§ **DATA SHOWN**

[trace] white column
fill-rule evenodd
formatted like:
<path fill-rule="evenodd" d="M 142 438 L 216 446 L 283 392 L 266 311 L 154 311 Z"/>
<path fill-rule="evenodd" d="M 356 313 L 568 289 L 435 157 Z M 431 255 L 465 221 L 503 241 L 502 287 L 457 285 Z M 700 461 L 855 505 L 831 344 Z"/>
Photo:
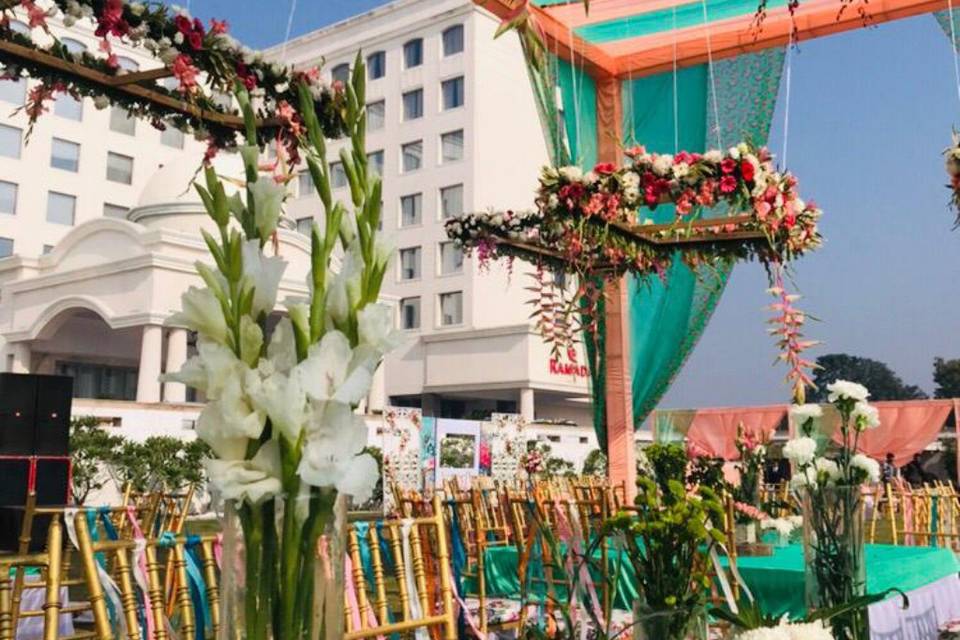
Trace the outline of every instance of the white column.
<path fill-rule="evenodd" d="M 174 328 L 167 333 L 167 362 L 163 371 L 176 373 L 187 361 L 187 330 Z M 187 386 L 181 382 L 163 383 L 164 402 L 186 402 Z"/>
<path fill-rule="evenodd" d="M 370 393 L 367 394 L 367 413 L 379 413 L 387 404 L 387 382 L 383 376 L 383 363 L 373 372 Z"/>
<path fill-rule="evenodd" d="M 8 348 L 13 354 L 10 373 L 30 373 L 30 345 L 26 342 L 11 342 Z"/>
<path fill-rule="evenodd" d="M 527 422 L 533 422 L 536 416 L 533 398 L 533 389 L 520 389 L 520 417 Z"/>
<path fill-rule="evenodd" d="M 143 325 L 140 338 L 140 370 L 137 373 L 137 402 L 160 402 L 160 360 L 163 327 Z"/>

§ **EXERCISE**
What is needed is every line from the one with "356 313 L 568" to the final line of the listing above, set down exactly and with the pictures left out.

§ **YOUR SOLUTION**
<path fill-rule="evenodd" d="M 356 313 L 568 289 L 435 157 Z M 431 255 L 465 221 L 503 241 L 502 287 L 457 285 Z M 700 461 L 855 505 L 831 344 Z"/>
Photo:
Trace the outline of every instance of the white column.
<path fill-rule="evenodd" d="M 174 328 L 167 333 L 167 362 L 163 371 L 176 373 L 187 361 L 187 330 Z M 187 386 L 181 382 L 163 383 L 164 402 L 186 402 Z"/>
<path fill-rule="evenodd" d="M 370 393 L 367 394 L 367 413 L 379 413 L 387 404 L 387 382 L 383 376 L 383 363 L 373 372 Z"/>
<path fill-rule="evenodd" d="M 8 348 L 13 354 L 10 373 L 30 373 L 30 345 L 26 342 L 11 342 Z"/>
<path fill-rule="evenodd" d="M 527 422 L 533 422 L 536 416 L 533 398 L 533 389 L 520 389 L 520 417 Z"/>
<path fill-rule="evenodd" d="M 143 325 L 140 338 L 140 370 L 137 373 L 137 402 L 160 402 L 160 360 L 163 327 Z"/>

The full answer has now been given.